◆ Work task: From the records that follow, copy every line that contains the word "label".

◆ Data extract:
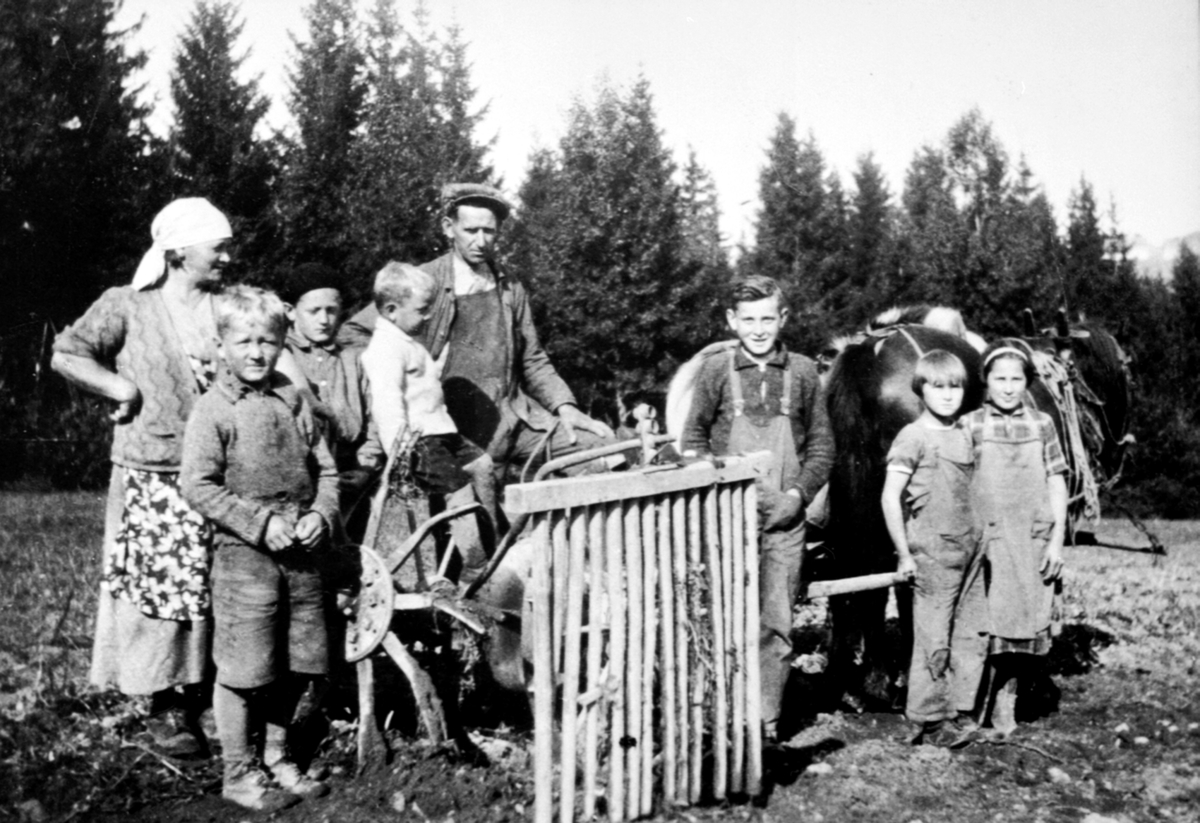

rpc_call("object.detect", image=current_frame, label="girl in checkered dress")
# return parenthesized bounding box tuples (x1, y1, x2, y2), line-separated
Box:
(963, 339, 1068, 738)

--

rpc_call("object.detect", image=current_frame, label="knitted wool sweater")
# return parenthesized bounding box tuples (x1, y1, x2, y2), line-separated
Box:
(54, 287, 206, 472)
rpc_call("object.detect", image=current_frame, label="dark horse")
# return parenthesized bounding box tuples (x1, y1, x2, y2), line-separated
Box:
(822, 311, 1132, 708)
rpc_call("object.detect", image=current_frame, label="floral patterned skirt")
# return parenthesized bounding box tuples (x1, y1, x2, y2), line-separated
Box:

◆ Output below:
rpc_call("object.detect", image=current_frame, label="girl in checkered dress")
rpc_call("object.detect", image=current_frame, label="knitted wool sweater")
rpc_call("object.detect", image=current_frame, label="dark horse")
rpc_call("object.detect", image=current_frame, label="floral patterned skirt")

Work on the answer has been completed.